PROBLEM DETAILS: Go through the records below and write each one out again unchanged.

Records contained in a dataset:
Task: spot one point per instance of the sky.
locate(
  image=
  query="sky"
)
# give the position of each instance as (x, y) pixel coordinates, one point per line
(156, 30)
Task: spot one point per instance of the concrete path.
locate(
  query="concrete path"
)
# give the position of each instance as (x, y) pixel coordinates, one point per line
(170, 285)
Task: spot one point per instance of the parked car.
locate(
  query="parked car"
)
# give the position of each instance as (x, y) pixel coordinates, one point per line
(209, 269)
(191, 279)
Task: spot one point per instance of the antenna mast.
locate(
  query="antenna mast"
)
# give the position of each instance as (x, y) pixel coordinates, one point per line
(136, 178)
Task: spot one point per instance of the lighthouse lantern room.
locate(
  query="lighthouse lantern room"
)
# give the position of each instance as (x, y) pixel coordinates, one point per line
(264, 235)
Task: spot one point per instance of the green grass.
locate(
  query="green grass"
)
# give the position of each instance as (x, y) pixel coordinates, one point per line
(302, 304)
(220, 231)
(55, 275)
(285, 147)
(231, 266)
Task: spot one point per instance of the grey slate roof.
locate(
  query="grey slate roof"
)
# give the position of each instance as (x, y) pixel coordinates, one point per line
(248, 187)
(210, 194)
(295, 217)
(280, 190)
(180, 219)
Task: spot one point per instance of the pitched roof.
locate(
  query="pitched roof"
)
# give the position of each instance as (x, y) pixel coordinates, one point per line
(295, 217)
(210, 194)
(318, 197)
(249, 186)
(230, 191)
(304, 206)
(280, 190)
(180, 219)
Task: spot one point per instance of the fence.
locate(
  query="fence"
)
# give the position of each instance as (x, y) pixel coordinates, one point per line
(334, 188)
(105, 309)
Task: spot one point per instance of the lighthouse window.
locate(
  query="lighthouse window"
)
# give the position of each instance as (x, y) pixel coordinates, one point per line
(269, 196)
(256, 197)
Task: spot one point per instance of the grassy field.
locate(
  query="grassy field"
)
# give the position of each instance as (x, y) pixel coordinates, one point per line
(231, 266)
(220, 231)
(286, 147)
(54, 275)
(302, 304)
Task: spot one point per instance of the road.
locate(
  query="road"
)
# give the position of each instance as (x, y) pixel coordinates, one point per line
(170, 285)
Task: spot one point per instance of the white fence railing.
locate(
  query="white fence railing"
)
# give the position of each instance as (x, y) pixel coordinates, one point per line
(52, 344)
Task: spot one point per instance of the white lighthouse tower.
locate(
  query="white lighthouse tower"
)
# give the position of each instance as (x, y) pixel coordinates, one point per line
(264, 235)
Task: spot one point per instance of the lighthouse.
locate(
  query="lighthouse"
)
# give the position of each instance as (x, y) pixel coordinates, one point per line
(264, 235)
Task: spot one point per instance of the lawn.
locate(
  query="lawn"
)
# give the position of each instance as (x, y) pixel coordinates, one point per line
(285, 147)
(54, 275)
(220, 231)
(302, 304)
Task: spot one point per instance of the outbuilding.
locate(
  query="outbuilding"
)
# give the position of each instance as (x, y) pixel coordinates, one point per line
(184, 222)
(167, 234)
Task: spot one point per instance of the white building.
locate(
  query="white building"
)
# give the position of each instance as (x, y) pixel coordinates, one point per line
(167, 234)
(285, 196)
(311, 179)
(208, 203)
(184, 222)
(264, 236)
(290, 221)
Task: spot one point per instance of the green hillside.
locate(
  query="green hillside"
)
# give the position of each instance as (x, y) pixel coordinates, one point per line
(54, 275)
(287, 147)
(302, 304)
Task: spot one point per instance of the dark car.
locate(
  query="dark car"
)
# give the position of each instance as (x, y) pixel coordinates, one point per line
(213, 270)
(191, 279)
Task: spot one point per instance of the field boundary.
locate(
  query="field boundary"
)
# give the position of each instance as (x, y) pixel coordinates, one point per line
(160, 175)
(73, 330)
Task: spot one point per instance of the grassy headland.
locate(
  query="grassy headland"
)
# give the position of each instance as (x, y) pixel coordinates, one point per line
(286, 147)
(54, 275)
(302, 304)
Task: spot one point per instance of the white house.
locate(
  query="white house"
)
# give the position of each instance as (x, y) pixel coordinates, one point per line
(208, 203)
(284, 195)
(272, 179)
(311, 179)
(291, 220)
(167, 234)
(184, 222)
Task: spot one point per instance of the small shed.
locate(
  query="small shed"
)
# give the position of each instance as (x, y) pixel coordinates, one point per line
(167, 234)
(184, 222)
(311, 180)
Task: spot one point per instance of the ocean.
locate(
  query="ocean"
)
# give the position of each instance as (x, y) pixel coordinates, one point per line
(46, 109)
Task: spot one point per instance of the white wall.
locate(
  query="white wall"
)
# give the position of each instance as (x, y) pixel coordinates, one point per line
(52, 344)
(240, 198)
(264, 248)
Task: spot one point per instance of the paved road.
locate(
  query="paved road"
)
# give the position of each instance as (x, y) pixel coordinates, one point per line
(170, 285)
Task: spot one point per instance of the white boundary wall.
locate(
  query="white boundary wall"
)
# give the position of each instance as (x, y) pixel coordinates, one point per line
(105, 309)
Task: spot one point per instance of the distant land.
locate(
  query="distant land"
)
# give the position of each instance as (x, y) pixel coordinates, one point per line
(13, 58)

SOLUTION TO THIS EXERCISE:
Task: spot one point per instance of the sky.
locate(
  image=
  query="sky"
)
# give the position of each instance as (x, y) pixel coordinates, one point per line
(156, 30)
Task: spot one point per instance of the concrete path.
locate(
  query="concrete path"
)
# give the position of each instance as (x, y) pixel coordinates, one point per line
(170, 285)
Task: spot one point per instance of the parked car.
locate(
  query="parked car"
)
# give the position of each instance as (x, y) pixel coordinates, one point per line
(209, 269)
(191, 279)
Task: spot one point per instance of the antenna mast.
locate(
  query="antenna mast"
)
# give the position of each instance as (x, y) pixel coordinates, one point per line
(136, 178)
Task: spot one point per instance of the lighthouse lantern room.
locate(
  query="lighthouse lantern room"
)
# give the position of each instance as (x, y) pixel coordinates, one point per line
(264, 235)
Task: spot one point per instance of the green grass.
locate(
  query="green grass"
)
# give the position of each instance as (x, y) pixel coordinates, one point per line
(302, 304)
(220, 231)
(55, 275)
(285, 147)
(231, 266)
Task: spot one point per instance of the grey slate roof.
locate(
  query="grey slate roof"
)
# give the position of each instance as (x, y) pixel coordinates, one point per line
(248, 187)
(210, 194)
(295, 217)
(280, 190)
(180, 219)
Task: spot one point per instance of the pitched roof.
locate(
  query="pitched roof"
)
# give the position of each instance as (x, y) pixel coordinates, one point per line
(295, 217)
(210, 194)
(318, 197)
(249, 186)
(230, 191)
(304, 206)
(280, 190)
(180, 219)
Task: spot one point per instance of the fence.
locate(
  query="fence"
)
# give the position of each instance as (x, y) pixel coordinates, one point per line
(334, 188)
(105, 309)
Task: spot one point per instance of the lighthouse window.
locate(
  query="lighthouse window"
)
# give the position of each instance as (x, y) pixel coordinates, one point per line
(269, 196)
(256, 197)
Task: spot one point per instance of the grassy field.
locate(
  query="grassy field"
)
# give the position of each instance as (x, y) pixel coordinates, one point per line
(231, 266)
(220, 231)
(286, 147)
(54, 275)
(302, 304)
Task: spot one point per instance of the road.
locate(
  query="road"
)
# give the position of each instance as (x, y) pixel coordinates, one point per line
(170, 285)
Task: spot one point per instance of the white fence railing.
locate(
  query="white fence railing"
)
# give the position of each instance as (x, y) pixel coordinates, one point per line
(52, 344)
Task: spot one point per instance of the white lighthouse tower.
locate(
  query="white lighthouse tower"
)
# give the position of each instance as (x, y) pixel coordinates, one point per line
(264, 235)
Task: spot one point per instance of the lighthouse.
locate(
  query="lighthouse"
)
# give the position of each instance as (x, y) pixel coordinates, one point per line
(264, 235)
Task: spot one point per instance of the lawn.
locate(
  query="lawn"
)
# give the position of each instance as (x, y) pixel coordinates, one point per line
(285, 147)
(54, 275)
(220, 231)
(302, 304)
Task: spot one point per instance of the outbuilding.
locate(
  query="outbuilding"
)
# give the position of each instance as (x, y) pixel coordinates, one point per line
(184, 222)
(167, 234)
Task: spot one point per instance of the white building.
locate(
  query="white building"
)
# give the position of each instance as (x, y) pixel coordinates, one point per line
(167, 234)
(285, 196)
(311, 179)
(208, 203)
(184, 222)
(264, 236)
(290, 221)
Task: spot one point per instance of the green hillside.
locate(
  query="green hillside"
)
# give the position of each instance as (x, y) pixel coordinates, one point per line
(54, 275)
(287, 147)
(302, 304)
Task: spot one point per instance of the dark car.
locate(
  query="dark car"
)
# give the position of each instance as (x, y) pixel coordinates, one point per line
(213, 270)
(191, 279)
Task: spot one point per instance of the field boundary.
locate(
  query="field boundary"
)
# give the position of each instance as (x, y) pixel coordinates, one point per line
(160, 175)
(73, 330)
Task: spot one point per instance of the grassy headland.
locate(
  query="grassy headland"
)
# give the position of each instance as (x, y) pixel coordinates, one point per line
(286, 147)
(54, 275)
(302, 304)
Task: spot one point per instance of the white house.
locate(
  query="white house"
)
# give the position of each instance as (x, y) pixel coordinates, one point per line
(208, 203)
(284, 195)
(272, 179)
(311, 179)
(291, 220)
(167, 234)
(184, 222)
Task: spot one point per instance of the small shed.
locate(
  query="small shed"
)
# give the position of each instance as (x, y) pixel coordinates, one point per line
(167, 234)
(184, 222)
(311, 180)
Task: spot one point per instance of the ocean.
locate(
  query="ocean"
)
# give the position of each instance as (x, y) pixel coordinates, one point per line
(46, 109)
Task: spot one point per instance of the white wall.
locate(
  query="white wall"
)
# give the position of each instance as (x, y) pixel coordinates, one point per line
(52, 344)
(240, 198)
(264, 248)
Task: spot one point per instance of the paved road.
locate(
  query="paved road"
)
# give the position of each instance as (x, y) pixel coordinates, one point per line
(170, 285)
Task: spot one point per instance of the white boundary wall.
locate(
  query="white boundary wall"
)
# give the position of each instance as (x, y) pixel coordinates, one point per line
(105, 309)
Task: spot one point per instance of the distant land.
locate(
  query="distant land"
)
# give the position of each instance as (x, y) pixel coordinates, one point per line
(13, 58)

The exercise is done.